Your task is to return all the entries below exactly, with every picture omitted.
** Opening Working data block **
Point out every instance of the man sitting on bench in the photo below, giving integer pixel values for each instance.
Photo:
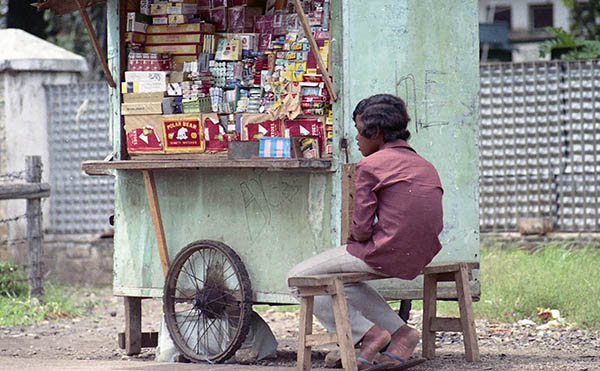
(395, 226)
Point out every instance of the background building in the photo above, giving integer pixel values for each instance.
(511, 30)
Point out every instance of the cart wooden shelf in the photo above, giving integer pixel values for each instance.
(218, 162)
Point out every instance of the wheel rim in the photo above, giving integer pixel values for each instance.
(207, 301)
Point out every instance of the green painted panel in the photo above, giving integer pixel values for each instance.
(425, 51)
(271, 219)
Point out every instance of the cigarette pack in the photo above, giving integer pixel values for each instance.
(159, 8)
(182, 8)
(154, 76)
(161, 39)
(160, 19)
(174, 49)
(218, 17)
(143, 97)
(143, 87)
(215, 135)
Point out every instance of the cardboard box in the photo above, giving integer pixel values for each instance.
(162, 39)
(174, 49)
(143, 108)
(143, 87)
(155, 76)
(164, 133)
(159, 8)
(143, 97)
(160, 19)
(135, 37)
(179, 60)
(178, 18)
(306, 126)
(256, 125)
(144, 139)
(275, 147)
(241, 18)
(182, 28)
(182, 8)
(218, 17)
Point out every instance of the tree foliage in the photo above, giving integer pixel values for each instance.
(584, 18)
(68, 31)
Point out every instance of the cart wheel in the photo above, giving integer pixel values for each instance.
(207, 301)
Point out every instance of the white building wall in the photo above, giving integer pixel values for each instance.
(520, 16)
(521, 20)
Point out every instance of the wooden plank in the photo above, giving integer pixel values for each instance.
(24, 191)
(304, 350)
(133, 325)
(348, 191)
(429, 314)
(446, 324)
(95, 43)
(321, 339)
(449, 267)
(328, 279)
(35, 246)
(60, 7)
(466, 314)
(314, 291)
(149, 340)
(315, 49)
(92, 167)
(161, 242)
(342, 327)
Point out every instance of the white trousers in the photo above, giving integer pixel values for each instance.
(366, 307)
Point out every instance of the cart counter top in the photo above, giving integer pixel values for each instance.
(99, 167)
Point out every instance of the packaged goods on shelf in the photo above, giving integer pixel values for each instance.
(243, 68)
(275, 147)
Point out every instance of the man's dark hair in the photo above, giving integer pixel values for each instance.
(385, 113)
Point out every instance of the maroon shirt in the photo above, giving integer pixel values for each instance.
(404, 192)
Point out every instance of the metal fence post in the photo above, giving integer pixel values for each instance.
(35, 249)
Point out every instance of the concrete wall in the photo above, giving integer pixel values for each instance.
(24, 124)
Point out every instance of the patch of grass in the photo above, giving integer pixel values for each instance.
(13, 280)
(58, 302)
(557, 276)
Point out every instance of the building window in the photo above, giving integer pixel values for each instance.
(501, 15)
(542, 16)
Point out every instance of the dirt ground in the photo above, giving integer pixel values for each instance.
(502, 346)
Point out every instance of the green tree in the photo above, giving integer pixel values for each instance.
(584, 18)
(68, 31)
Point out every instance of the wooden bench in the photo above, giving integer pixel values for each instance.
(333, 285)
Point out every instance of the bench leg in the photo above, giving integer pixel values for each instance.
(429, 314)
(304, 352)
(342, 328)
(133, 325)
(467, 320)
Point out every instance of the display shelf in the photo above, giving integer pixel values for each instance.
(99, 167)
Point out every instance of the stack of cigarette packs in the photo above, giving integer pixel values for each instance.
(202, 74)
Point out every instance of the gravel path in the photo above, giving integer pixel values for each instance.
(502, 346)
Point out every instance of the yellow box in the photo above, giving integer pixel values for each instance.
(142, 108)
(173, 49)
(159, 8)
(162, 39)
(182, 28)
(143, 97)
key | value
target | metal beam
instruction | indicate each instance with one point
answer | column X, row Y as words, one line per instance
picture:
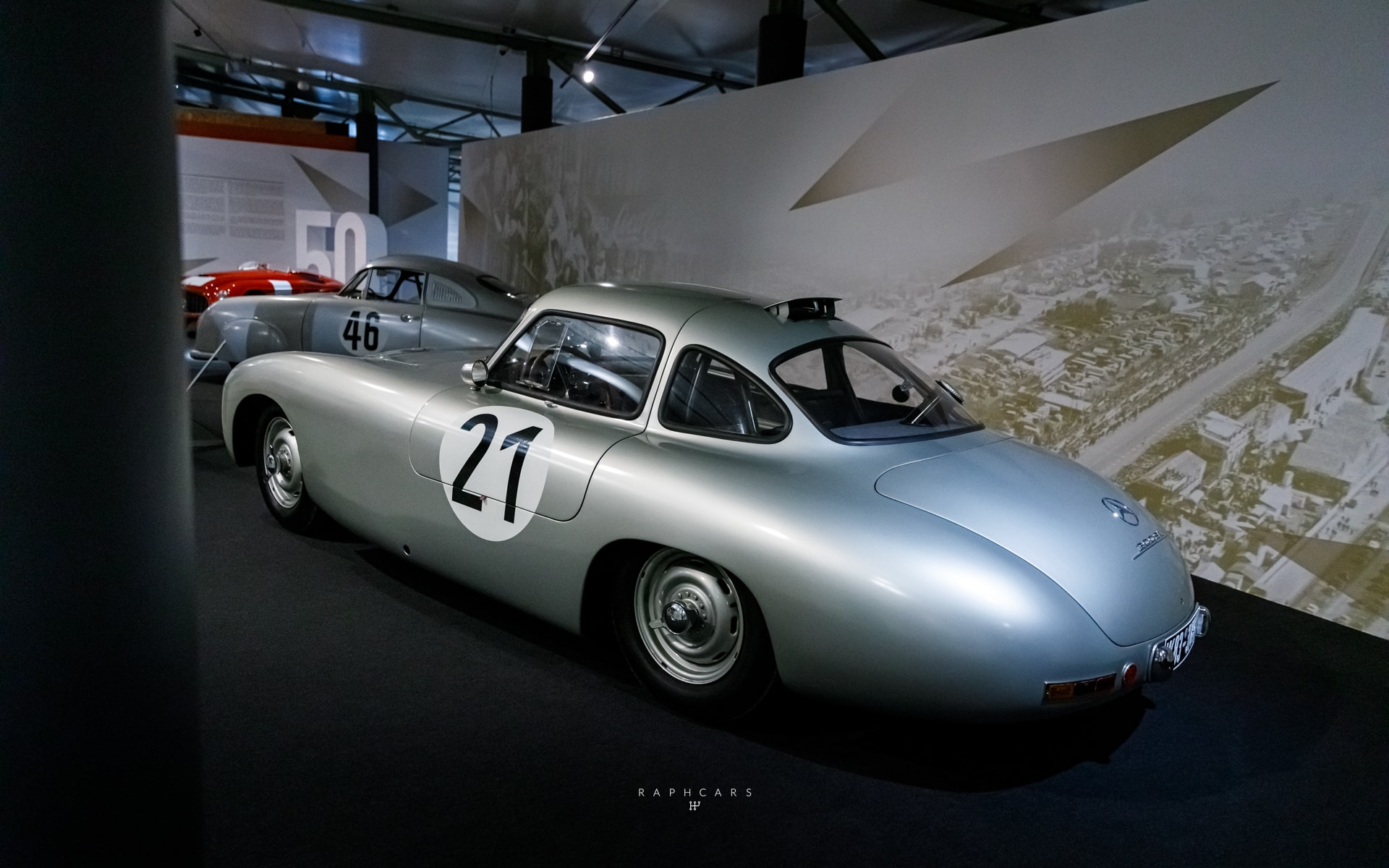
** Closing Working data block **
_Reply to the exercise_:
Point out every instance of the man sitting on bench in the photo below, giving integer pixel values for each instance.
Photo:
(395, 226)
Point out every instance of the background building in the photo above, giving integer pixel values for each instance.
(511, 30)
Point out every instance of the cart wooden shelf in the photo above, giving integer pixel values for each instance.
(218, 162)
Point out every instance of the wheel rim in the photo above, giving integer pixel values for each instance.
(207, 301)
Point out every instance of the green painted panel in the photo above, giving integer pixel values for each instance.
(425, 51)
(271, 219)
Point out every instance of the cigarette pack in the photo above, giving integer pixel values for each instance.
(159, 8)
(182, 8)
(154, 76)
(161, 39)
(160, 19)
(174, 49)
(218, 17)
(143, 97)
(143, 87)
(215, 135)
Point out every instance of the cardboard box in the photo above, giving integer pixel values for each instance.
(162, 39)
(174, 49)
(143, 108)
(143, 87)
(155, 76)
(164, 133)
(159, 8)
(143, 97)
(160, 19)
(135, 37)
(179, 60)
(178, 18)
(306, 126)
(256, 125)
(144, 139)
(275, 147)
(241, 18)
(182, 28)
(182, 8)
(218, 17)
Point out every instance of the tree foliage in the photo above, giving integer pixel values for each instance.
(584, 18)
(68, 31)
Point out every instance of the cart wheel in the photo above, giving integer pixel values for each instance.
(207, 301)
Point out every instance of the white building wall in the photo above, giving integer pixel values for each instance.
(520, 16)
(521, 20)
Point out every instance of the wooden plank in the photo above, giving integer pixel values for each instance.
(24, 191)
(304, 350)
(133, 325)
(348, 191)
(429, 314)
(446, 324)
(95, 43)
(321, 339)
(449, 267)
(328, 279)
(35, 246)
(60, 7)
(466, 314)
(314, 291)
(149, 340)
(315, 49)
(92, 167)
(161, 242)
(342, 327)
Point out every instance of the white trousers in the photo above, giving integer pixel values for each instance.
(366, 307)
Point out every instance of the cart counter top in the photo above, giving integer pixel values for each instance.
(99, 167)
Point out every instance of the packaged goods on shelf in the photo above, giving integer pixel values for each instance.
(243, 68)
(275, 147)
Point out every instance of the man's dark hair in the photo above, giving integer pixel values for each instance.
(385, 113)
Point out every instance of the maroon shirt in the photo above, giving integer pixel values for each instance.
(404, 192)
Point out every instance of the metal fence post in the photo above, giving integer pixel values for each instance.
(35, 249)
Point out every instance of the concrete wall in the photo above, giving integer pixel values for each instance.
(24, 124)
Point out every instance of the patch of grass in the photo above, giving integer pixel values for each instance.
(13, 280)
(58, 302)
(557, 276)
Point out every instance of the building window in the photo above, giving integer pixel values for each instance.
(501, 15)
(542, 16)
Point out every instance of the dirt ground in the photo above, giving integer pixel values for each instance.
(502, 346)
Point out every instance of the green tree in the photo above, giving integer pixel values for each instance.
(584, 18)
(68, 31)
Point out every instance of the wooden bench in the photo above, giving integer pixel values for each instance.
(333, 285)
Point out every instance of the bench leg in the photo above, giving integer pixel values for each instance.
(429, 314)
(304, 352)
(342, 328)
(133, 325)
(467, 320)
Point out every instance of the display shelf in the photo above, giving integer pixel values for each instance.
(99, 167)
Point out every instance of the stack of cigarette packs in the photo above, giving integer pixel values for each instance.
(202, 74)
Point out every instance of the gravel path in the photo above, giving integer pixel values for each instance.
(502, 346)
Point out every instance of the yellow box in the photo above, giving integer pixel values for each instance.
(142, 108)
(173, 49)
(159, 8)
(162, 39)
(182, 28)
(143, 97)
key | value
target | metal beam
instruction | indicate each instance with one point
answer | column X, row Y as words, one line per instance
picture:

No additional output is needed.